── Passage

Open michaeltobintna opened 3 years ago
Would it be possible for you to share a WARC file or Conifer collection URL where this is happening?
Thanks for getting back to me.
Here is an example.
In this collection, at this URL: https://conifer.rhizome.org/ukgwa/20210125-/20210125042604/https://coronavirus.data.gov.uk/details/cases
If you click the circled toggle, to change the chart to a nation view:
It will serve a 403 error and fail to load the chart:
If you take the URL which returned the 403 error and search for it in the archive, you can see that the capture is in fact a 403 error.
However if you change the timestamp in the URL to a later hour, you'll see that there was a successful capture of the resource:
This is a result of the crawler being throttled and then 403 & 429 errors being patched.
My suggestion is that Conifer's replay system should prioritise successful (i.e. 200) captures to ensure more accurate replay.
Let me know if anything is unclear!
If a warc contains two captures of the same URL with different response codes (e.g. 403 and 200) the 200 response is not prioritised in replay. A 200 may be added to a collection as a result of patching a 403. If the replay displays the 403 capture, this is misleading as it appears a capture has been unsuccessful. Maybe a status code filter on replay would solve this issue.

────

Can you copy, word for word, the part of the Conifer replay thread that opens with the words containing "Open michaeltobintna opened" and closes with "a 403 error."?

── Information provided

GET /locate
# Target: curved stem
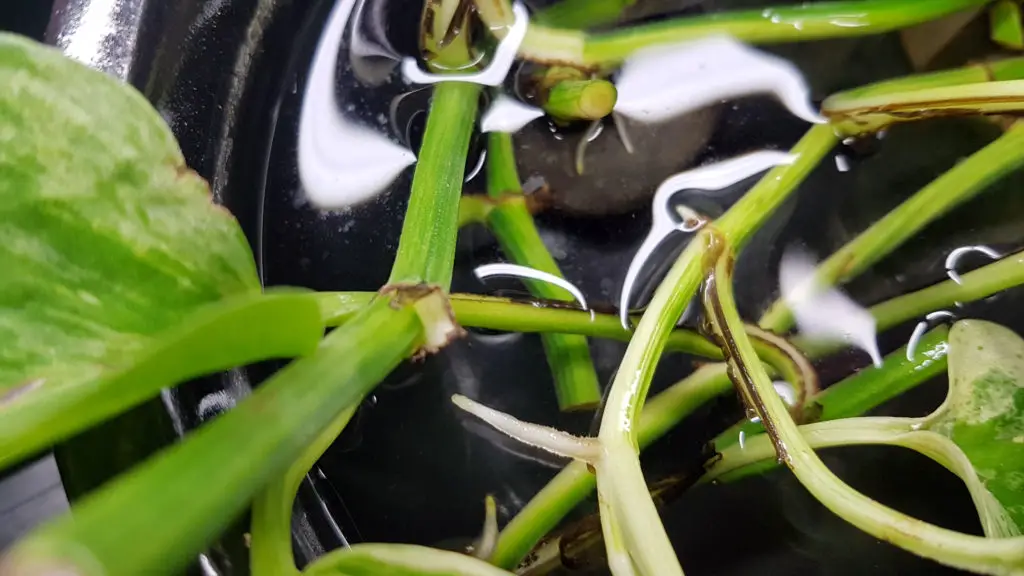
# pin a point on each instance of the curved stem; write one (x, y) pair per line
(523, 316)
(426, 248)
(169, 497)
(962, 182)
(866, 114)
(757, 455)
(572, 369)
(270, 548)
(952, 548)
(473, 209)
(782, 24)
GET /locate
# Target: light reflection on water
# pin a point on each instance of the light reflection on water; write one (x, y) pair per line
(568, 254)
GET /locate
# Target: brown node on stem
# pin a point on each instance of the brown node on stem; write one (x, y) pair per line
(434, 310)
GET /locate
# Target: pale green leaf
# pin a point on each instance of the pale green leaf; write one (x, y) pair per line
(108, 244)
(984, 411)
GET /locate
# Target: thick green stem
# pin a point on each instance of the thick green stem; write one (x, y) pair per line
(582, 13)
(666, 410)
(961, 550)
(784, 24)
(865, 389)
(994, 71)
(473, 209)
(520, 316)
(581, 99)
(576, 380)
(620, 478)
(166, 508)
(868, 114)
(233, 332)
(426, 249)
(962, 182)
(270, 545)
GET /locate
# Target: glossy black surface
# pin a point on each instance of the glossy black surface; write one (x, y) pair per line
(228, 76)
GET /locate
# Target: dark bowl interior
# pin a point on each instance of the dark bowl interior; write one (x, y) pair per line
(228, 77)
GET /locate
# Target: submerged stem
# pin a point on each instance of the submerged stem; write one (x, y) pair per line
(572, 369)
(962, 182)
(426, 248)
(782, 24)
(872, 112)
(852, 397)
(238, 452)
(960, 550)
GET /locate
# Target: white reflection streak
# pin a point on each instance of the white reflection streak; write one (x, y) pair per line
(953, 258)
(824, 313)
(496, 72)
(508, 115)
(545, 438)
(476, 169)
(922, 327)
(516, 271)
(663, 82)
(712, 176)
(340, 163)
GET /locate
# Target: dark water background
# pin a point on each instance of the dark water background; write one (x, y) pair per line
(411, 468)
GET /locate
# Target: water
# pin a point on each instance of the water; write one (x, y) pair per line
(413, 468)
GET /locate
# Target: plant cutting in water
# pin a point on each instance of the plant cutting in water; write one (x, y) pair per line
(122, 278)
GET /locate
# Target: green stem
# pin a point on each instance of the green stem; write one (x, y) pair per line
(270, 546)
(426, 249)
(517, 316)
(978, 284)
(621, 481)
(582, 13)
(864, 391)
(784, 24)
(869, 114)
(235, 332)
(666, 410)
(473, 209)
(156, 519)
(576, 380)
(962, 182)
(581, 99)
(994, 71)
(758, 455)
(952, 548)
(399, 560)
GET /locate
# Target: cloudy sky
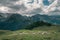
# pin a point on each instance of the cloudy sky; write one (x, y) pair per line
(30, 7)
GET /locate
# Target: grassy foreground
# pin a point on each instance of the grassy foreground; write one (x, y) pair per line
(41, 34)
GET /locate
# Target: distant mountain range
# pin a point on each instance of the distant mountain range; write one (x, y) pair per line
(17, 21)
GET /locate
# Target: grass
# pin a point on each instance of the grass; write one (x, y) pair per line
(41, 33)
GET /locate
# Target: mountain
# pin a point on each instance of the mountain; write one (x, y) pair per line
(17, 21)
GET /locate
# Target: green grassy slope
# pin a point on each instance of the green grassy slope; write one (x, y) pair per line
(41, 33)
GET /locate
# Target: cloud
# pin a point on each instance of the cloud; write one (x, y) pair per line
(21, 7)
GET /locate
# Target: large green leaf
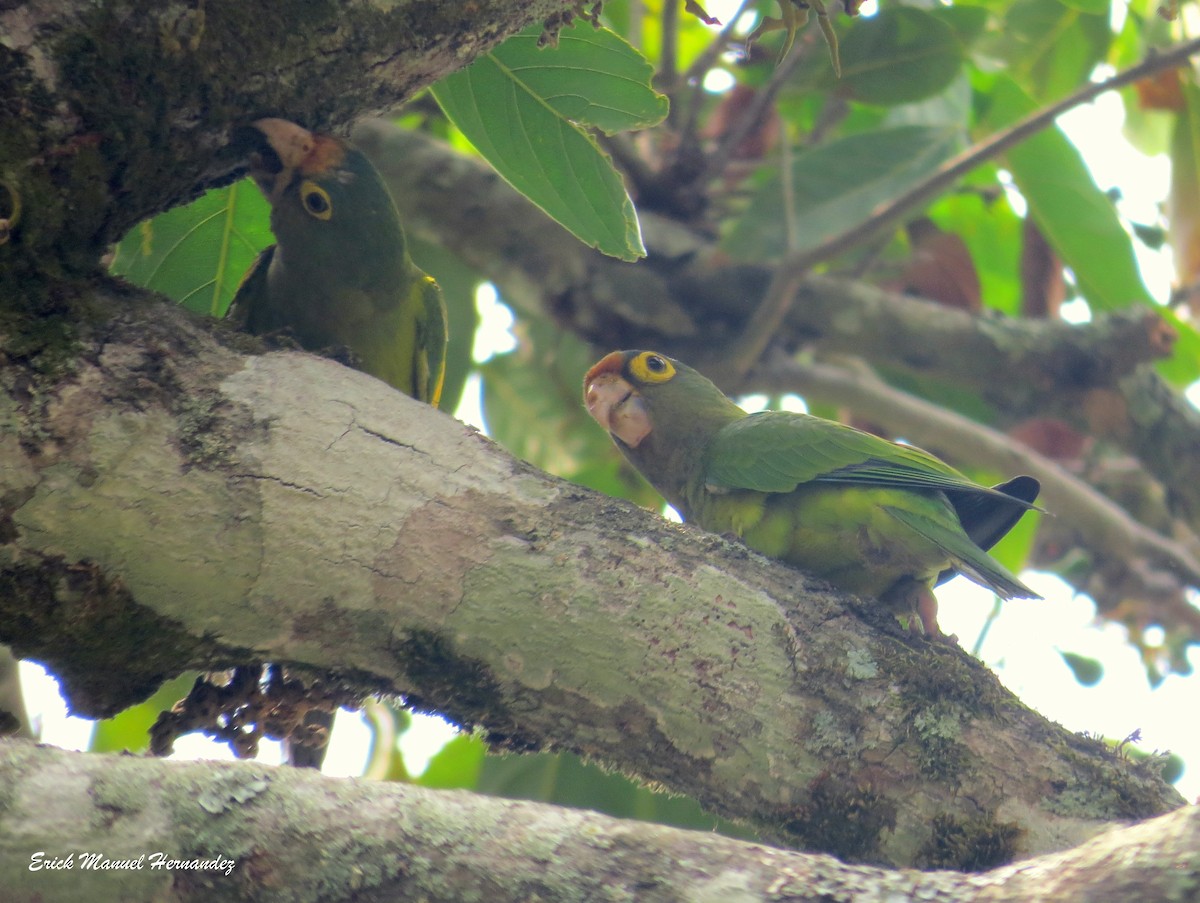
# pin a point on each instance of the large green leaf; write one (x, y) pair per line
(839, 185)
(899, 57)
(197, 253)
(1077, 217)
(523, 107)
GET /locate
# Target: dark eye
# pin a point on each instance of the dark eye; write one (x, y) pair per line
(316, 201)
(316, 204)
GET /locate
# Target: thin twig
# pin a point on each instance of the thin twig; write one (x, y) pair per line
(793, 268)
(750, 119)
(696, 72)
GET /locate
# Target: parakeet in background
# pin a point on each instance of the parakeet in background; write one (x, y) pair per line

────

_Response area:_
Open michaeltobintna opened 3 years ago
Would it be possible for you to share a WARC file or Conifer collection URL where this is happening?
Thanks for getting back to me.
Here is an example.
In this collection, at this URL: https://conifer.rhizome.org/ukgwa/20210125-/20210125042604/https://coronavirus.data.gov.uk/details/cases
If you click the circled toggle, to change the chart to a nation view:
It will serve a 403 error and fail to load the chart:
If you take the URL which returned the 403 error and search for it in the archive, you can see that the capture is in fact a 403 error.